▶ [ABOUT THIS TASK] Report every line below that holds the word "garnish".

▶ [LISTED RECORDS]
────────

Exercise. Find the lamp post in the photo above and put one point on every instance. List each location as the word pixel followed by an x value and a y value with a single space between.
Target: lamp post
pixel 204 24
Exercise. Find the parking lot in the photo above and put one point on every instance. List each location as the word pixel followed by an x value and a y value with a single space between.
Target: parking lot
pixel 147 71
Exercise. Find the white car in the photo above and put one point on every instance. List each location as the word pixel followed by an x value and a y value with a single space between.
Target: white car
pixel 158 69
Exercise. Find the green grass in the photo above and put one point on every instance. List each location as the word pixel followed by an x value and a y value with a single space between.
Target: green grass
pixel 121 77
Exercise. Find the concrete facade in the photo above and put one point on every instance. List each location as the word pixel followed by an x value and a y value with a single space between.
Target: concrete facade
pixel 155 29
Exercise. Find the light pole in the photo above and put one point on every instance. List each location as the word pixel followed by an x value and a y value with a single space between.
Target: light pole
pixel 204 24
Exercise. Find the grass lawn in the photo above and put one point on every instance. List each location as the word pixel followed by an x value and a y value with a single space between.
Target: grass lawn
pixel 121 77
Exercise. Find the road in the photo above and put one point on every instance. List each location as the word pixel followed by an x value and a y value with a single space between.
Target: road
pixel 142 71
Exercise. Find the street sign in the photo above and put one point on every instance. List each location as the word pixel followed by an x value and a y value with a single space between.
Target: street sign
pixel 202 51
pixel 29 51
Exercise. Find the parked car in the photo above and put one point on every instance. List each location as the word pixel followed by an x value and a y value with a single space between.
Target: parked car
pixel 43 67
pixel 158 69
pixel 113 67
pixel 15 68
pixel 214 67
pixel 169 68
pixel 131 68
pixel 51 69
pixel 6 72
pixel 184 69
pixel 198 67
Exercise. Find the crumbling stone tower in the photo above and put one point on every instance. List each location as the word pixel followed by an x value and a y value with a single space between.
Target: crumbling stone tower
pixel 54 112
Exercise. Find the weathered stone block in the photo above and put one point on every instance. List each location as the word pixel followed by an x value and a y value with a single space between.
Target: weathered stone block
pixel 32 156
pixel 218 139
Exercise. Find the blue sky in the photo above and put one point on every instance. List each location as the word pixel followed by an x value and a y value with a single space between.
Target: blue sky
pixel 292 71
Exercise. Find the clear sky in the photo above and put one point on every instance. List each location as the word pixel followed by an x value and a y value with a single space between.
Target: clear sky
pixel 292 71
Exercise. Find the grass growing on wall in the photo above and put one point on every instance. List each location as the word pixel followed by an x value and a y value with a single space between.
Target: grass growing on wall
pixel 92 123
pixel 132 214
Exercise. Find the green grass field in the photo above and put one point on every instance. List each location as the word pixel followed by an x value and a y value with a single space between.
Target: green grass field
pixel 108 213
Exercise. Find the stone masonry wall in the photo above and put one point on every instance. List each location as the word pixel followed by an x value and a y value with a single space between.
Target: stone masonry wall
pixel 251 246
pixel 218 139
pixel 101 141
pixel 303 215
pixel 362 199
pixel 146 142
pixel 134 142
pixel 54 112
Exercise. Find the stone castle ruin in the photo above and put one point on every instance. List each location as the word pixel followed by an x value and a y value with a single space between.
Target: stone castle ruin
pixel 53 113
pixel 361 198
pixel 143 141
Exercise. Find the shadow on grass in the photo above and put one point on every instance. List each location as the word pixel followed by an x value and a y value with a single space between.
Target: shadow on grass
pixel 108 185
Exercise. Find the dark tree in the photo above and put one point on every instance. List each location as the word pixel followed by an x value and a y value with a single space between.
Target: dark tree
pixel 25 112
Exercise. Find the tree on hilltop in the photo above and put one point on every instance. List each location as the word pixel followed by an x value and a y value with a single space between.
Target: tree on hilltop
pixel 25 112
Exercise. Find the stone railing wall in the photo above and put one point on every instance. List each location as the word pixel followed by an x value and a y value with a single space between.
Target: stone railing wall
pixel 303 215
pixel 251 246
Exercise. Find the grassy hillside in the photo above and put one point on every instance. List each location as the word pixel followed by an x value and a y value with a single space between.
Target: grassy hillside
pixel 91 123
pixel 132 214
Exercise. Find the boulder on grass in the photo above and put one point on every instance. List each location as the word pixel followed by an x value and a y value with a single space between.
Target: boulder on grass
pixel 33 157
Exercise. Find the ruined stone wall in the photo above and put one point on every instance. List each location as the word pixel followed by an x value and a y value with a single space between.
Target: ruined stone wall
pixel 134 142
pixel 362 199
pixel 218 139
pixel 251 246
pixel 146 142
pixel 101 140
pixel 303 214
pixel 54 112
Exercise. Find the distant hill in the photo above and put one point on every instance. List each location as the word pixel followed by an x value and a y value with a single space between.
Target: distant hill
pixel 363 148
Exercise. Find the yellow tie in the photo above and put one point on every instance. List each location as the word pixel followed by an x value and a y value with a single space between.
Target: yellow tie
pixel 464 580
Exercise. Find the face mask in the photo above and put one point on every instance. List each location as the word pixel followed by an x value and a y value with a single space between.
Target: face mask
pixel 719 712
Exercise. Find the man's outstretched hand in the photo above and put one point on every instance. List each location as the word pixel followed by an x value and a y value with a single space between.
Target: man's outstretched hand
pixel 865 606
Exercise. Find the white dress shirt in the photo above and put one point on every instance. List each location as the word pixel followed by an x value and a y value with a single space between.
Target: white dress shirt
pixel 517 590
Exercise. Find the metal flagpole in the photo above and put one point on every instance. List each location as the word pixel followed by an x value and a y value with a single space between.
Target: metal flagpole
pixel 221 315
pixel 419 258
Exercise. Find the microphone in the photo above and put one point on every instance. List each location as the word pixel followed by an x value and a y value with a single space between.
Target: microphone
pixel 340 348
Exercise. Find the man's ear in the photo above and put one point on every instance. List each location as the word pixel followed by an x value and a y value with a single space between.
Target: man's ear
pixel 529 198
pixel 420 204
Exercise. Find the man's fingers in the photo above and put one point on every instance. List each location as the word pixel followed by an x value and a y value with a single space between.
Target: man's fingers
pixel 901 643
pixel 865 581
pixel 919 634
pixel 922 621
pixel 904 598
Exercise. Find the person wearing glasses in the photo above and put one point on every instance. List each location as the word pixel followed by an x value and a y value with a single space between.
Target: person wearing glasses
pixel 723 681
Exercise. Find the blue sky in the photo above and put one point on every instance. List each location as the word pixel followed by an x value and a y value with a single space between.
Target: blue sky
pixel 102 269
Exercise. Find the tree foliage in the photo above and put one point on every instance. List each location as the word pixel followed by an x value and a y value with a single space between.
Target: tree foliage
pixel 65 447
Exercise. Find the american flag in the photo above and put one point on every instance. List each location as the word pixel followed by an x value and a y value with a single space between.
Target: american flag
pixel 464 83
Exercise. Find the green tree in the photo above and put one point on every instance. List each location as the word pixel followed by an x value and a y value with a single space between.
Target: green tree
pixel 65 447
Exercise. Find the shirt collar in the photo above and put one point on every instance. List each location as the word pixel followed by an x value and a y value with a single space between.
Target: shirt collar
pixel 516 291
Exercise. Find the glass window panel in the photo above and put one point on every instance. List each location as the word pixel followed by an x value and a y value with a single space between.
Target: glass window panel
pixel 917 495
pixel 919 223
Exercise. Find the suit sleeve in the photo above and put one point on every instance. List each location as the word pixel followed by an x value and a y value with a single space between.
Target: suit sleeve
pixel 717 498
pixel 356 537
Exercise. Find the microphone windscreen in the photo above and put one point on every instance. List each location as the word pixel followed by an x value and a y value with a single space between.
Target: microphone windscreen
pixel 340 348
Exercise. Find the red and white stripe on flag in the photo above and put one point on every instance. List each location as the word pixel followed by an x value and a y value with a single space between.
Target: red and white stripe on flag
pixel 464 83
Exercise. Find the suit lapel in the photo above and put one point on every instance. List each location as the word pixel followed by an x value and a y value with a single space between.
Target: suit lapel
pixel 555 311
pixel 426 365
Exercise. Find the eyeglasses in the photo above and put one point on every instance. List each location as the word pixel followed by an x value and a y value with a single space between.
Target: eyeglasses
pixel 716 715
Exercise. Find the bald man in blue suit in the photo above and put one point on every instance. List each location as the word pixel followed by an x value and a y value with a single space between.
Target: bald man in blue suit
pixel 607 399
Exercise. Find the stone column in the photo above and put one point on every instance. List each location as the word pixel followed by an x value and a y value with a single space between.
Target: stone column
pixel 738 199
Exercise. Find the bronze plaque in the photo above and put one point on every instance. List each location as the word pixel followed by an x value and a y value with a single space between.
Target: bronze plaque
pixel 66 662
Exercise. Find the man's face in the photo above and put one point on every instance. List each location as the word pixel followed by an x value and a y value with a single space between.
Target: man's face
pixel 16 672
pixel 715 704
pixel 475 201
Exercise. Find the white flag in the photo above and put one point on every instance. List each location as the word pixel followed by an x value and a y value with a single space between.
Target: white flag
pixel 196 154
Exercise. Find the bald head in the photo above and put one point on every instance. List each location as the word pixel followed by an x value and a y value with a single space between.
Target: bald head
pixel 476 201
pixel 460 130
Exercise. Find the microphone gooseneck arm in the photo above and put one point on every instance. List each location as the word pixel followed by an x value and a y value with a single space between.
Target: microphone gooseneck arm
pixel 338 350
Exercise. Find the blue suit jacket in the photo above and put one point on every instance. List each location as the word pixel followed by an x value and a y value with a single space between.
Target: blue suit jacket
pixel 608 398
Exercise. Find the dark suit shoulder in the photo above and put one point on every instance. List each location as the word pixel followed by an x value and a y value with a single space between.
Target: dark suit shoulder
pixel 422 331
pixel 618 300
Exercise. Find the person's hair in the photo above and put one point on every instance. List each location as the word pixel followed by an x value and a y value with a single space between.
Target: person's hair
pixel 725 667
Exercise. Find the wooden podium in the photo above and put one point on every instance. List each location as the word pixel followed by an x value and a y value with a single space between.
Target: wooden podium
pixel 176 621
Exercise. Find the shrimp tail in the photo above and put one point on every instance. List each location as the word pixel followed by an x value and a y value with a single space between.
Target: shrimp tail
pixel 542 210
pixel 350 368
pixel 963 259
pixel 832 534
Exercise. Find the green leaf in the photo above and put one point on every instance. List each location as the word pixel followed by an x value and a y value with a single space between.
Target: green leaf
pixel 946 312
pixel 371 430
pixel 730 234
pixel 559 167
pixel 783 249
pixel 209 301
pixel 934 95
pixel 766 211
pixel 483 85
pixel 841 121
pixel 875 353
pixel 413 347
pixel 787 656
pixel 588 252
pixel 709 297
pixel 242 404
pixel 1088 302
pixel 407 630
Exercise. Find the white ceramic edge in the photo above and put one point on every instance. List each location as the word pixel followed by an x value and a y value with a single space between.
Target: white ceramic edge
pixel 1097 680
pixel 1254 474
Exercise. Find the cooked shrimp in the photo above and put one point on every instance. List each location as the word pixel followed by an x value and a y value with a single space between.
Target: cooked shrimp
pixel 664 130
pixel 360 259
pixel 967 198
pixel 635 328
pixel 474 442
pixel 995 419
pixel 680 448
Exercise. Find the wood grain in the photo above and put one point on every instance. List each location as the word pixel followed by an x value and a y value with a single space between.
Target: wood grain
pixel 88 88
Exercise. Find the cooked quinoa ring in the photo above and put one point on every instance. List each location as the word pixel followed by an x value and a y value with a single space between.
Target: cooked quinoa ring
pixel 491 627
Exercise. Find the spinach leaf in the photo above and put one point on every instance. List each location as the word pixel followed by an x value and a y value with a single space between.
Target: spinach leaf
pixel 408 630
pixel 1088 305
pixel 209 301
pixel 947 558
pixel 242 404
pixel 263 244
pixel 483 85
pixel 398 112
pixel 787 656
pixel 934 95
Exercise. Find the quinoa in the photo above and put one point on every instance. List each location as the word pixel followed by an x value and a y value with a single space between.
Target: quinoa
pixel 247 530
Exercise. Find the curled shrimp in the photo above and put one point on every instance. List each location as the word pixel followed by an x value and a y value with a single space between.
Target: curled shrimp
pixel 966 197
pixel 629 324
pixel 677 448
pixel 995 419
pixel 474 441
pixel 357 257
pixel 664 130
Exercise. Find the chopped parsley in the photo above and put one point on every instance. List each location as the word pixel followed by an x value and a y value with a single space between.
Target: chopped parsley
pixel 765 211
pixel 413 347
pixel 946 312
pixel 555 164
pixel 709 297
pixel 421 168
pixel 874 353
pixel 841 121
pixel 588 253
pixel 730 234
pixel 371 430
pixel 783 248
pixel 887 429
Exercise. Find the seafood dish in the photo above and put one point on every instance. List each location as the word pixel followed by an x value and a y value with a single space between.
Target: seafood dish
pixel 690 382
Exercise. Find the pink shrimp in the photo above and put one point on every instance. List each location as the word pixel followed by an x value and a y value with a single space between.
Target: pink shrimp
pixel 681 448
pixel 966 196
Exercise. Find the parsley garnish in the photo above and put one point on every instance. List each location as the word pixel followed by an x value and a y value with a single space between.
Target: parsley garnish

────────

▶ [ANSWER TO THE PROBLEM]
Exercise. Find the parsley garnish in the photo above and put one point on every instance. List each location as the word pixel followed by an x value and a y value with a single space between.
Target: parsley garnish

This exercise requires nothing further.